REQUIREMENTS:
Summarize the math forum thread below in two sentences.

EXCERPT TO READ:
##########
Show that if $\sum a_n$ converges absolutely, then $\sum (\tfrac{n+1}{n})a_n$ also converges absolutely.

Question

Prove that if $\sum_{n=1}^\infty a_n$ is convergent, then the series $$\sum_{n=1}^\infty \left(\frac{n+1}{n}\right)a_n$$ is also convergent.

Edit: Originally, I thought about doing a limit comparison test, where your $b_n$ would get $\frac{1}{n}$. Then that limit of $\left(\frac{n(n+1)}{n^2}\right)$ would be 1. So the series turns is comparable to $a_n$. But it seems wrong to ignore $a_n$ when doing the limit comparison.

Edit 2: My mind doesn't function so the attempt of the above edit isn't good for the problem.

Answer 1

Because

$$ \sum \left|(\frac{n+1}{n} ) a_n \right| = \sum \left| \left(\frac{1}{n} + 1\right) a_n\right| < \sum |a_n| + \sum |a_n|$$

both of which converge.

Answer 2

ASssuming $a_n > 0$, you can do the following.

Comparison Test says if you have two series, $\sum a_n$ and $\sum b_n$, and $b_n < a_n$ for all $n$, then $\sum a_n < \infty \implies \sum b_n < \infty$.

It is easy to notice that for $n > 2$, we have $(n+1)/n^2 < 1$ hence $a_n (n+1)/n^2 < a_n$...
##########
EXTRACTED RECORDS:
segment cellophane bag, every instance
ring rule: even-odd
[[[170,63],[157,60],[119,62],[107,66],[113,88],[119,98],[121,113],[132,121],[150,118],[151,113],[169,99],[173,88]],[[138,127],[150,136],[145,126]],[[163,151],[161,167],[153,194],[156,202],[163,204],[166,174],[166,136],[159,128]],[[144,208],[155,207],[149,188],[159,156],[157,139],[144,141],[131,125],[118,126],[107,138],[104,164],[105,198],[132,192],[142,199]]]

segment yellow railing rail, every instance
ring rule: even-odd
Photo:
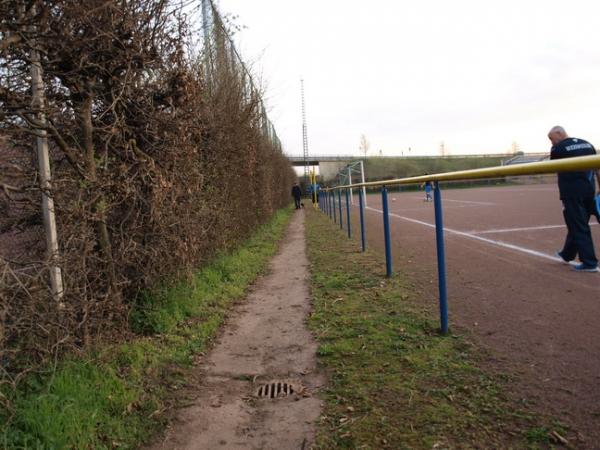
##########
RESPONSE:
The thread asks how to show that if the series of a_n converges absolutely, then the series of ((n+1)/n)a_n also converges absolutely, and the poster's edits describe an attempt with a limit comparison test that the poster later calls not good for the problem. One answer bounds the sum of |((n+1)/n)a_n| by the sum of |a_n| plus the sum of |a_n|, both of which converge, while another, assuming a_n > 0, relies on the comparison test.